TEXTAUSZUG ->
SPD-Fraktion: Andrea Nahles vor dem Sprung
Mindestlohn, Rente mit 63 - als Arbeitsministerin hat sie getan, was sie konnte. Dennoch droht der SPD am Sonntag eine historische Niederlage. Und Andrea Nahles muss sich entscheiden.
Wie wird man eigentlich etwas in der Politik? Ein Septembertag in Berlin-Mitte, Andrea Nahles erklärt ein paar Dutzend Schülern die Welt – ihre Welt. „Disziplin, Zähigkeit und Dranbleiben“ – das seien für erfolgreiche Politiker die wichtigsten Tugenden. Mindestens so wichtig wie der Faktor „Genie“.
Die Arbeitsministerin ist an diesem Mittag Gast der „Frankfurter Allgemeinen Zeitung“ und des Bundesverbandes deutscher Banken. Das Leitmedium des deutschen Bürgertums und die Banker-Lobby haben die „rote Andrea“ als Rednerin zur Siegerehrung des Wettbewerbs „Jugend und Wirtschaft“ geladen. Es sind noch elf Tage bis zur Bundestagswahl. Dann wird sich zeigen, wohin die 47-Jährige noch kommen kann mit Disziplin, Zähigkeit und Dranbleiben.
Nahles trägt bei ihrem Auftritt einen Hosenanzug in leuchtendem Lila, der Farbe der Bischöfe und der Emanzipation. Irgendwie passend für eine, die bekennende Katholikin ist und sich in der Männerwelt der Sozialdemokratischen Partei Deutschlands nach oben gekämpft hat, ohne Angst vor Alphatieren. Den Agenda-Kanzler Gerhard Schröder schmähte sie als „Abrissbirne des Sozialstaats“, den SPD-Vorsitzenden Kurt Beck als „Buddha mit kurzer Lunte“.
Von der Schreckschraube zur Staatsfrau
Flapsig, unerschrocken, eigenwillig, so gibt sich Nahles auch in ihrer Rede vor den Schülern. Die applaudieren am Ende kräftig, manche johlen sogar. Auch die Banker klatschen Beifall. Sie wissen ja, dass die frühere Juso-Vorsitzende nach langem Marsch längst in der politischen Mitte angekommen ist.

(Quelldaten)

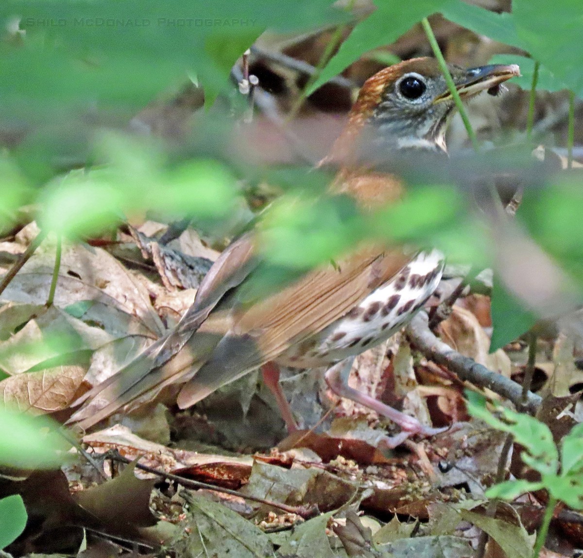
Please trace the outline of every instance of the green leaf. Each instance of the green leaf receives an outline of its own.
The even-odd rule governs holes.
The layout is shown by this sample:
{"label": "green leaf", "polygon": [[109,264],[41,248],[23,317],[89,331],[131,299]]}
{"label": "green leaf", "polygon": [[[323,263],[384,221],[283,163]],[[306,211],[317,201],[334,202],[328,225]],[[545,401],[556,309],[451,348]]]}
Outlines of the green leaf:
{"label": "green leaf", "polygon": [[[207,102],[233,90],[230,64],[261,32],[346,19],[331,0],[5,0],[0,2],[0,125],[26,137],[36,182],[85,164],[93,135],[121,128],[196,75]],[[20,29],[5,30],[20,18]],[[12,22],[12,23],[10,23]],[[25,32],[25,33],[22,33]]]}
{"label": "green leaf", "polygon": [[16,540],[26,526],[28,514],[19,494],[0,500],[0,549]]}
{"label": "green leaf", "polygon": [[352,30],[338,52],[324,68],[306,92],[313,93],[368,51],[394,43],[423,18],[441,11],[445,0],[398,2],[377,0],[375,10]]}
{"label": "green leaf", "polygon": [[583,424],[574,426],[561,442],[561,474],[581,472],[583,468]]}
{"label": "green leaf", "polygon": [[[516,83],[523,89],[530,89],[532,86],[532,74],[535,71],[535,61],[532,58],[520,56],[518,54],[496,54],[488,62],[491,64],[518,64],[520,67],[521,75],[512,78],[509,83]],[[539,67],[539,77],[536,82],[537,89],[547,91],[561,91],[567,86],[554,75],[546,66],[540,64]]]}
{"label": "green leaf", "polygon": [[498,406],[496,410],[504,420],[494,416],[486,406],[484,397],[466,390],[468,410],[473,417],[503,432],[512,434],[515,441],[528,453],[522,458],[542,475],[556,474],[559,469],[559,452],[549,427],[533,417]]}
{"label": "green leaf", "polygon": [[205,53],[211,64],[198,74],[204,84],[206,106],[212,104],[219,93],[227,88],[231,68],[262,32],[261,29],[252,29],[237,34],[231,32],[219,32],[206,39]]}
{"label": "green leaf", "polygon": [[574,475],[544,477],[545,487],[550,494],[575,510],[583,508],[583,475]]}
{"label": "green leaf", "polygon": [[0,465],[29,469],[58,468],[71,445],[47,417],[0,409]]}
{"label": "green leaf", "polygon": [[580,0],[513,0],[517,32],[533,58],[552,68],[575,95],[583,94],[583,36]]}
{"label": "green leaf", "polygon": [[528,480],[507,480],[488,489],[486,496],[488,498],[500,498],[501,500],[512,500],[523,494],[533,490],[546,488],[543,482],[531,482]]}
{"label": "green leaf", "polygon": [[493,329],[490,342],[490,353],[525,333],[538,319],[532,312],[525,310],[496,277],[492,287],[491,309]]}
{"label": "green leaf", "polygon": [[496,13],[462,0],[448,2],[442,8],[441,13],[446,19],[478,35],[485,35],[494,41],[522,48],[511,13]]}
{"label": "green leaf", "polygon": [[534,240],[583,285],[583,190],[578,171],[553,177],[543,188],[526,189],[518,218]]}
{"label": "green leaf", "polygon": [[279,549],[280,555],[298,558],[334,558],[338,556],[330,547],[326,534],[326,526],[332,515],[332,512],[322,514],[300,524]]}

DIE AUFGABEN ->
(1) Gib den Artikel über Andrea Nahles zwischen „Die Arbeitsministerin ist“ und „Zähigkeit und Dranbleiben.“ einschließlich wieder und benenne dabei „Bundestagswahl“ in „Parlamentswahl“ um.
(2) Nenne alle Personen, die im Artikel über Andrea Nahles mit vollem Namen genannt werden.

GELÖSTE AUFGABEN ->
(1)
Die Arbeitsministerin ist an diesem Mittag Gast der „Frankfurter Allgemeinen Zeitung“ und des Bundesverbandes deutscher Banken. Das Leitmedium des deutschen Bürgertums und die Banker-Lobby haben die „rote Andrea“ als Rednerin zur Siegerehrung des Wettbewerbs „Jugend und Wirtschaft“ geladen. Es sind noch elf Tage bis zur Parlamentswahl. Dann wird sich zeigen, wohin die 47-Jährige noch kommen kann mit Disziplin, Zähigkeit und Dranbleiben.

(2)
- Andrea Nahles
- Gerhard Schröder
- Kurt Beck